▶ [AIM] Quote all of the data below exactly, please.

Source data:
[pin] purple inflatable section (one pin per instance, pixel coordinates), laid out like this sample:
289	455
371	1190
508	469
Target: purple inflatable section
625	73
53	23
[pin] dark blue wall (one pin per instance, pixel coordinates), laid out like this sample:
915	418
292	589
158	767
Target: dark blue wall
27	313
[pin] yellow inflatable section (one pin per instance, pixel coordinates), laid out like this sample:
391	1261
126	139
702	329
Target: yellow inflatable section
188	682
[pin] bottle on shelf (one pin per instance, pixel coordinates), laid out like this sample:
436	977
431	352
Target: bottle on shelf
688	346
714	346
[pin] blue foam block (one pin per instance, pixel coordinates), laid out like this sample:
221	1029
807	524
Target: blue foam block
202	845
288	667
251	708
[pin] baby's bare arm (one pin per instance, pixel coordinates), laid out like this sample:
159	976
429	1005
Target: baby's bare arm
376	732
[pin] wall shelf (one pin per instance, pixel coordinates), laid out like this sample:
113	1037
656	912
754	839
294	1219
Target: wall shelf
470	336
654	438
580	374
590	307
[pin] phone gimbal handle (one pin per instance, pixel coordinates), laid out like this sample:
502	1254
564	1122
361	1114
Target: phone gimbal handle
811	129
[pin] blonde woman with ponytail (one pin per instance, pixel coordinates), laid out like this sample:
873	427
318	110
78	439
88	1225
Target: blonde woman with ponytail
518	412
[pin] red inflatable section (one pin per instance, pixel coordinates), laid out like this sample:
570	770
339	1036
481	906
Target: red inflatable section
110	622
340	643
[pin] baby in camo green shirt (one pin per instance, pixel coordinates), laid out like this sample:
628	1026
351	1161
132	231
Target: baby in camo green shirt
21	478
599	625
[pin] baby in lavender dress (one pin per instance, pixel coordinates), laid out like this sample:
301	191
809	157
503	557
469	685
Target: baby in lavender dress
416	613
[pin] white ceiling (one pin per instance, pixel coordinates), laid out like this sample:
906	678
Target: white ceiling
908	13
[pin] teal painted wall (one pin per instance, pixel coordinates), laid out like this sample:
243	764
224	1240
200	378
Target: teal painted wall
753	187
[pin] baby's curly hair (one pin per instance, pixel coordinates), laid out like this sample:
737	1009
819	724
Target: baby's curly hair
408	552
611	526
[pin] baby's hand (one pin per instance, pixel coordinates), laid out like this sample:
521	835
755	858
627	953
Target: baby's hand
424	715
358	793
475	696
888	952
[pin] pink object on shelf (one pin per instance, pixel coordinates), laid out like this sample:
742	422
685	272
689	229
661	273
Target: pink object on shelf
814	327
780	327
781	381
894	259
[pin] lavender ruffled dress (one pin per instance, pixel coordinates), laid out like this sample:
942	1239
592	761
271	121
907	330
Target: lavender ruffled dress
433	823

▶ [COMPLETED EXERCISE]
[pin] purple inflatable section (one pin per instance, pixel coordinates), laid out like this sample:
289	455
371	1190
508	469
Target: purple inflatable section
625	73
53	23
[pin] dark blue wall (one pin per instance, pixel coordinates), laid out like this sample:
915	418
292	589
158	767
Target: dark blue wall
27	313
[pin] yellow inflatable section (one pin per instance, pixel coordinates), laid out like this sample:
391	1261
126	139
702	329
Target: yellow inflatable section
188	682
[pin] bottle on shelf (one pin per instance, pixel coordinates), laid out like this sample:
436	977
431	352
Target: bottle on shelf
688	346
714	346
[pin] blue foam block (one pin per instance, pixel coordinates), laid out like this sample:
221	1029
807	524
Target: blue foam block
202	845
288	667
251	708
[pin] baby's bare arm (one pin per instance, pixel coordinates), laid out like this sample:
159	976
429	1005
Target: baby's bare arm
376	732
[pin] wall shelf (one pin per instance, pixel coordinates), laid out like this sample:
113	1037
656	912
754	839
294	1219
Target: wall shelf
470	336
654	438
580	374
590	307
[pin] phone gimbal handle (one pin per instance, pixel coordinates), laid out like this sample:
502	1254
564	1122
361	1114
Target: phone gimbal handle
811	129
[pin] blonde woman with ponytail (one pin per instance, pixel coordinates), laid out like this sample:
873	427
318	110
78	439
88	1225
Target: blonde woman with ponytail
518	412
[pin] red inflatable section (one pin per instance, pixel coordinates), laid out like this sample:
570	770
339	1036
481	906
Target: red inflatable section
110	622
340	643
[pin] baby in camo green shirt (one pin per instance, pixel coordinates), laid out like this sample:
628	1026
351	1161
132	231
Target: baby in camo green shirt
21	478
599	625
[pin] baby in lavender dress (one pin per instance, pixel coordinates), laid out like this sample:
301	191
809	157
503	557
469	685
Target: baby in lavender dress
416	613
[pin] white ceiling (one pin per instance, pixel coordinates), laid out like this sample:
906	678
Target: white ceiling
908	13
[pin] teal painted wall (one pin per instance, pixel coordinates), laid out like this sample:
243	764
224	1240
200	378
Target: teal painted wall
753	187
[pin] baby's curly hair (one pin per instance, pixel coordinates), laid out like this sample:
737	1009
819	724
Target: baby's curly hair
408	552
611	526
[pin] baby's hand (one pin per instance, pixel coordinates), laid out like this sample:
521	835
755	858
627	953
Target: baby's hand
424	715
358	793
475	696
888	952
[pin] pink object on shelf (one pin per instance, pixel coordinates), laid out like this sample:
742	422
685	272
689	229
661	273
Target: pink object on shelf
814	327
780	327
781	381
894	259
[pin] lavender ruffled dress (one pin per instance, pixel coordinates), laid out like this sample:
942	1239
592	761
271	121
907	330
Target: lavender ruffled dress
433	823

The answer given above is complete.